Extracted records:
◆ ◆ ◆ ◆

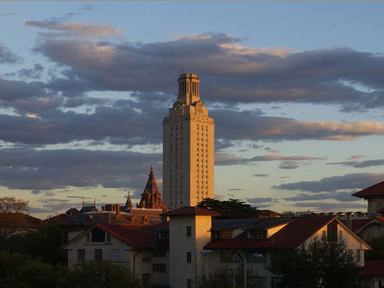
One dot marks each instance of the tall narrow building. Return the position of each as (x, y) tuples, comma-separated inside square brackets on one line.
[(188, 148)]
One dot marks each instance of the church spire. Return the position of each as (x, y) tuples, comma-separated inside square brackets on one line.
[(151, 197)]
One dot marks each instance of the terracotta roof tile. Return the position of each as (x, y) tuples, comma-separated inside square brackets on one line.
[(291, 236), (137, 236), (356, 223), (373, 268), (371, 191), (186, 211)]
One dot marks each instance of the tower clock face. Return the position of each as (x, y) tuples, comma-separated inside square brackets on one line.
[(177, 107)]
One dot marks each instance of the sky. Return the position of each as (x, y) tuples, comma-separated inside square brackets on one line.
[(296, 90)]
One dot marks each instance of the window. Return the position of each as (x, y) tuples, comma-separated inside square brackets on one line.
[(164, 235), (115, 255), (332, 231), (145, 279), (189, 228), (159, 253), (98, 254), (98, 235), (80, 255), (258, 234), (158, 268), (358, 255)]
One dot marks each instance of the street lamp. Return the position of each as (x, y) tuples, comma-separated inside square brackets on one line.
[(239, 256)]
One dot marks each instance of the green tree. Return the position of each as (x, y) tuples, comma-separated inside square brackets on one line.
[(10, 216), (230, 209), (21, 271), (44, 242), (321, 264), (377, 252)]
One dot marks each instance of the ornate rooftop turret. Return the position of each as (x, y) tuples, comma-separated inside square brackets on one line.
[(151, 197), (128, 203)]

◆ ◆ ◆ ◆

- [Given task]: Recast the lines above as a JSON list of strings, one string per line, skipping blank lines. Leave the pictures out.

- [Exercise solution]:
[
  "One dot marks each instance of the tall narrow building. Return the position of each as (x, y) tuples, comma-separated inside square brackets on one line.",
  "[(188, 148)]",
  "One dot marks each instance of the church spire. Return the position of each as (x, y) tuples, comma-separated inside square brackets on one line.",
  "[(151, 197)]",
  "One dot marks each instance of the terracotta roof tile. Return the position of each as (x, y) tuples, comma-separated inside square brackets on one line.",
  "[(291, 236), (137, 236), (356, 223), (373, 268), (371, 191), (186, 211)]",
  "One dot marks each instance of the tower clock face. Return the position of each as (x, y) tuples, comma-separated inside square brackets on one line.",
  "[(177, 107)]",
  "One dot marks each instance of the sky. Return the position of each as (x, y) tuples, comma-separated inside square brackets on one line.",
  "[(296, 90)]",
  "One dot marks each instance of the window. Return the position of each as (x, y) tuples, comma-separated inside square brackets on one line.",
  "[(164, 235), (115, 255), (332, 231), (145, 279), (189, 228), (159, 253), (98, 254), (98, 235), (80, 255), (258, 234), (158, 268), (358, 255)]",
  "One dot marks each instance of the street lamp. Return the position of each as (x, y) tuples, comma-separated inside square brackets on one line.",
  "[(239, 256)]",
  "One dot marks each instance of the green tree. Return the position of each as (x, y) tuples, comma-separated inside square brackets on one line.",
  "[(10, 216), (230, 209), (21, 271), (44, 242), (321, 264), (377, 252)]",
  "One dot marks each instance of the ornate rooftop turret. Return the position of each as (x, y) tuples, comma-separated inside square brackets on one line.",
  "[(151, 197), (128, 203)]"
]